Short problem:
Render the rows below, between the lines holding "Indicate the monument" and "x=948, y=434", inclusive, as a two-column CSV with the headers input and output. Give one line per row, with its text under input and its answer under output, each in a single quoted field with line breaks turned into spaces, and leave out the pictures.

Records for processing:
* * *

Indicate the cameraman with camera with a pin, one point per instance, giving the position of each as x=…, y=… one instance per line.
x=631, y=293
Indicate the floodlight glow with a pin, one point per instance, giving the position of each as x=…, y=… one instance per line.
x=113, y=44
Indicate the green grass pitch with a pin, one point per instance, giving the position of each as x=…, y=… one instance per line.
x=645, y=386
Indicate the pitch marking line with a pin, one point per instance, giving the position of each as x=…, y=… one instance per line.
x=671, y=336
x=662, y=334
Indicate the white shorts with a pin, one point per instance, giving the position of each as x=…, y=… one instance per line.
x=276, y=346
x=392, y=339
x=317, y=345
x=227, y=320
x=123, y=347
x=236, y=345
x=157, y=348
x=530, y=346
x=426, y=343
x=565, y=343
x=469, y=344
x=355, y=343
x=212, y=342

* * *

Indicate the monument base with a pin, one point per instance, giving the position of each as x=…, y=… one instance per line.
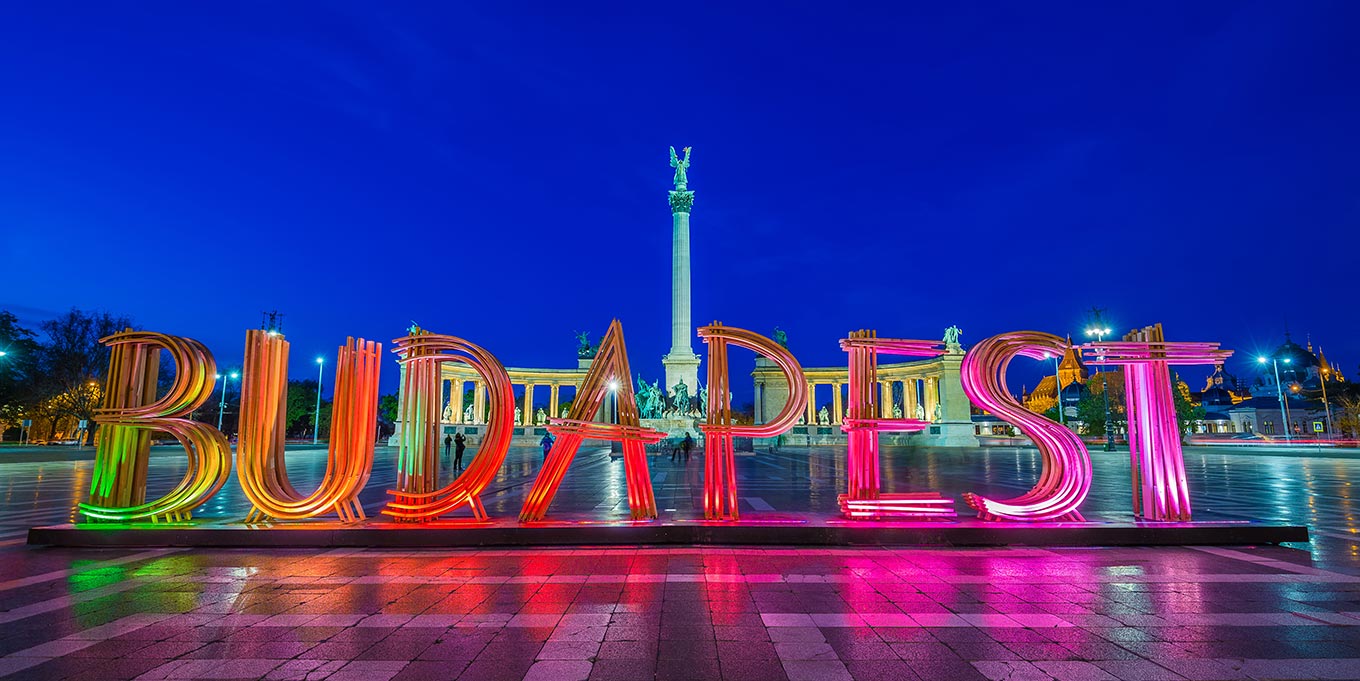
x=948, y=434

* * *

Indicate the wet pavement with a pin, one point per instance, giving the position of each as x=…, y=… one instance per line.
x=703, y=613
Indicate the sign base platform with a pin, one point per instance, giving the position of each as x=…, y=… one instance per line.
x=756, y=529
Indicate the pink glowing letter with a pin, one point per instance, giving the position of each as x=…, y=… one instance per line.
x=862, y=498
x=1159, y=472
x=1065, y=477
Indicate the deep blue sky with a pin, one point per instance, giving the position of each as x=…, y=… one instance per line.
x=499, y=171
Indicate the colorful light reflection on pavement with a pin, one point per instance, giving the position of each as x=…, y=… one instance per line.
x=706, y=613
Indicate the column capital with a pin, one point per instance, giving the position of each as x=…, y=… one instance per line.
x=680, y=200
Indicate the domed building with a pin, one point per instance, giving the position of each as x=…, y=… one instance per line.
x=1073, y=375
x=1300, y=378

* * *

Correct output:
input,output
"Indicate the monument base with a pin, one point per instance, giving the position of each as x=…, y=… one instance per line.","x=948, y=434"